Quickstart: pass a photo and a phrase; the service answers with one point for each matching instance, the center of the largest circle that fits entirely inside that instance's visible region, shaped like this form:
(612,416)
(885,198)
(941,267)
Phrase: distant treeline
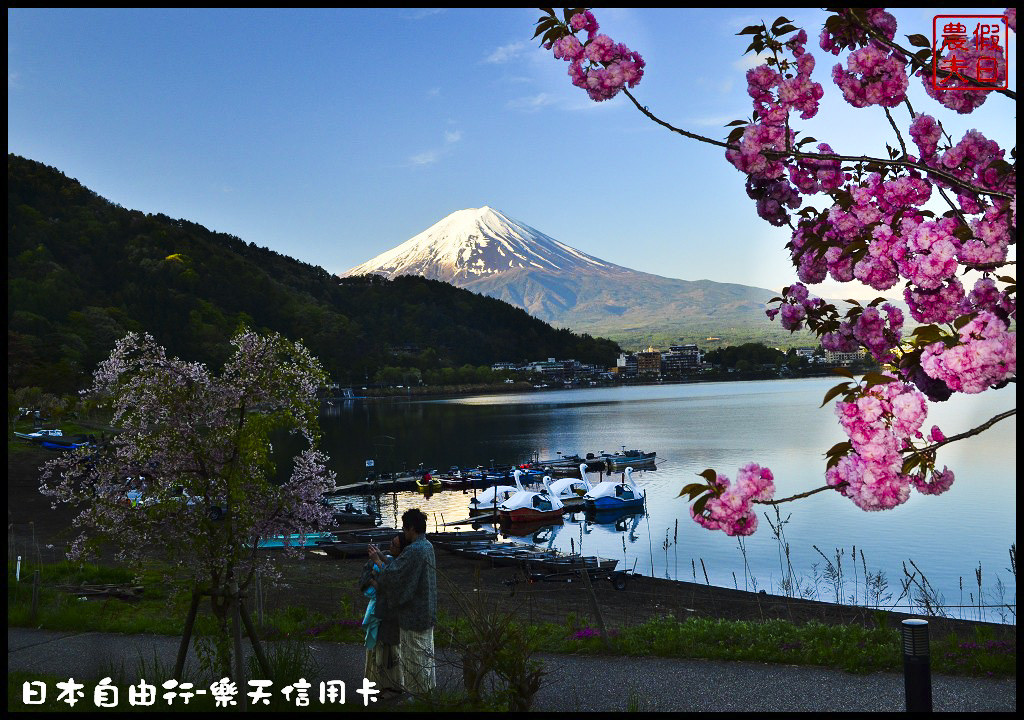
(83,271)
________________________________________
» Brief: Recast every line of the records above as a JSON list of strings, one string per line. Skip blank lines and leave out the pictures.

» Result of this exercise:
[
  "Quickstart: pass a photo and a phrase; the service answers with one point for each matching instance, the center of the largest circle that fits entirely inside that instance's visible region, shaped like this form:",
  "(612,416)",
  "(885,198)",
  "(941,267)",
  "Phrase: distant treeline",
  "(83,271)"
]